Excerpts of bounding box data:
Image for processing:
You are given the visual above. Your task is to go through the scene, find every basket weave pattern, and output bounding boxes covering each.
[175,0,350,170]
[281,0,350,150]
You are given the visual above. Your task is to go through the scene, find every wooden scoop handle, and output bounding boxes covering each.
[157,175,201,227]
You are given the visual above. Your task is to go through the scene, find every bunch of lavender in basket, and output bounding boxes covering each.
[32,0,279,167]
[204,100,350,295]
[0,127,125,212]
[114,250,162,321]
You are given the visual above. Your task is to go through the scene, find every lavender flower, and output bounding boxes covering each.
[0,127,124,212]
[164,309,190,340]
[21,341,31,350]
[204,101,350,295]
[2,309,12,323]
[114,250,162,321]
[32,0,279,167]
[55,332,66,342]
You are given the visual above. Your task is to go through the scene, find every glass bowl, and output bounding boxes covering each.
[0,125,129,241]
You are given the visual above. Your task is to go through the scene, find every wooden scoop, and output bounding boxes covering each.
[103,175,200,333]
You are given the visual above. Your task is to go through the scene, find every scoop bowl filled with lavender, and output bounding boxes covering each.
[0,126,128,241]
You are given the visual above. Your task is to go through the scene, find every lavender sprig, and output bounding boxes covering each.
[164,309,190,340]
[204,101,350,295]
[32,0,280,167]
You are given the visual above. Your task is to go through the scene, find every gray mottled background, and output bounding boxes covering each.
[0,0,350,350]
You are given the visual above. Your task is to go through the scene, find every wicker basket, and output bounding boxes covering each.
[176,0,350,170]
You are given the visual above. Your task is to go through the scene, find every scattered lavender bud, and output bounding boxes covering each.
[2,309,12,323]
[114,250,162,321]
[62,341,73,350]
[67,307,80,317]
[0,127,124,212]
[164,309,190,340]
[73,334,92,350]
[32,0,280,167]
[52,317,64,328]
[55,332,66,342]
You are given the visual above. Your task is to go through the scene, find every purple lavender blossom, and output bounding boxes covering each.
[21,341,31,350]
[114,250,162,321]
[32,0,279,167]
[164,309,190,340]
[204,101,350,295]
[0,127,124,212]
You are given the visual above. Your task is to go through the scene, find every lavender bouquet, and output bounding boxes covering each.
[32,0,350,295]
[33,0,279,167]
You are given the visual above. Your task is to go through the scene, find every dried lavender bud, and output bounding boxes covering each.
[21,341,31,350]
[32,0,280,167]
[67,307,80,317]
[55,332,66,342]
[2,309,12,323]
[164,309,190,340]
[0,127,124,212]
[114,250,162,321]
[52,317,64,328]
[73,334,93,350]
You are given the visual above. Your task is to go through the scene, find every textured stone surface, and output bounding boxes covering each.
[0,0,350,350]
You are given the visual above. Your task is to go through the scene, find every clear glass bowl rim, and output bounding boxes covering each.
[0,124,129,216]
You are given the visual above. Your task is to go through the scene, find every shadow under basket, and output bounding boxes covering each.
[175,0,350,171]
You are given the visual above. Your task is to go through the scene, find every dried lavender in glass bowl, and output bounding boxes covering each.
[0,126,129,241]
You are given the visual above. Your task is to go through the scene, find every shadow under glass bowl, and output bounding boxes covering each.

**What you will do**
Return everything from the line that contains "sprig, and output bounding boxes covering each." down to the end of the items above, with each line unchanged.

**Solution to the problem**
You are given the visual above. Your task is to go through the scene, find every lavender sprig, and output bounding boxes covering each.
[164,309,190,340]
[204,101,350,295]
[32,0,280,167]
You are given the visual above. Your task is to go through the scene, find every gray mottled background, and output bounding boxes covering each.
[0,0,350,350]
You are given the visual above. Your task is to go through the scene, find every wicker basket, and output bounding boxes covering each.
[176,0,350,170]
You are given the visual above. Your task is to go through the scene, find every scattered lavender bud, and output bounding boxes covering each.
[2,309,12,323]
[114,250,162,321]
[62,341,73,350]
[67,307,80,317]
[0,127,124,212]
[164,309,190,340]
[73,334,92,350]
[32,0,280,167]
[52,317,64,328]
[55,332,66,342]
You are given the visual above. Your task is to go through the scene, find every purple lavender blossom, and output bounding boxes covering each.
[21,341,31,350]
[114,250,162,321]
[32,0,279,167]
[164,309,190,340]
[204,101,350,295]
[0,127,124,212]
You are given the visual above. Your task is to go through the scene, find every lavender bouquet, and output bounding boxes covering each.
[32,0,350,295]
[33,0,279,167]
You are given the visual above. Your task is to go through the scene, find every dried lavender bud, and output bounding boxes covering each.
[21,341,31,350]
[32,0,280,167]
[67,307,80,317]
[55,332,66,342]
[2,309,12,323]
[164,309,190,340]
[0,127,124,212]
[114,250,162,321]
[52,317,64,328]
[73,334,93,350]
You are given the visual above. Your task is to go through the scene, find every textured stone surface, and output bounding boxes covering each.
[0,0,350,350]
You are given the visual above. Your task is to go through the scene, find every clear glass bowl rim, and output bounding boxes covering each.
[0,124,129,216]
You are given the visual above. Your task is to go through the scene, find every shadow under basket, and output bounding boxes covering each.
[175,0,350,171]
You are given the visual above. Your task is to go through the scene, find every dried lavender in glass bowl, and output bounding boxes covering each.
[0,126,129,241]
You are given the visual above. Your task is to go through the scene, find every shadow under glass bowl, and output bounding boxes covering each.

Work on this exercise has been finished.